┏━━
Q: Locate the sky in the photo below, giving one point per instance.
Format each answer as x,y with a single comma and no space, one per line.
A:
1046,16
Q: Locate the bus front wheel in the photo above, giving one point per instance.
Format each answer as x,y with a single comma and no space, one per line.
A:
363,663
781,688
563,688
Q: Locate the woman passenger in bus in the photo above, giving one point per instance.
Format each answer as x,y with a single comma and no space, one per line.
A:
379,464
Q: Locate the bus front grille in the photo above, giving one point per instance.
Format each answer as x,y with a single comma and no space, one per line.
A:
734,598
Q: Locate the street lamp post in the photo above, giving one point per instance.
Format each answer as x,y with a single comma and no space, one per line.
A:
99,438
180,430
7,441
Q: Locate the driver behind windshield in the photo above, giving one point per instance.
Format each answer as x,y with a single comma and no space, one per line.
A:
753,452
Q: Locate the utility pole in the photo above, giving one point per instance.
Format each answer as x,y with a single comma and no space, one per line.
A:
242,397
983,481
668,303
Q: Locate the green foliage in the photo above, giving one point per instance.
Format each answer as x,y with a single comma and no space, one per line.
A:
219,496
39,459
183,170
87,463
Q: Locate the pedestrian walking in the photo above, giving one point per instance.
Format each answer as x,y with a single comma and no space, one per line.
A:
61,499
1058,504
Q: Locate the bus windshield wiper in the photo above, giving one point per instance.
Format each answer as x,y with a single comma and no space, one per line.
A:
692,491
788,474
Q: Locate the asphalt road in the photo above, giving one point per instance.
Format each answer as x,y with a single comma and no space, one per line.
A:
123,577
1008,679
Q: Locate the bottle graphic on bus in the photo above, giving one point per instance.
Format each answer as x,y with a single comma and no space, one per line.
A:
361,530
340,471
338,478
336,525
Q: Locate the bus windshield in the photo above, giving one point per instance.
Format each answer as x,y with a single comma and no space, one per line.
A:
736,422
┗━━
## Instructions for the task:
Wherever the word "front" appears in a line of the data above, copy that line.

## Solution:
Q: Locate the bus front wheel in the photo above, giving one point per instance.
Q: Locate the bus front grille in the photo above, giving one point per instance.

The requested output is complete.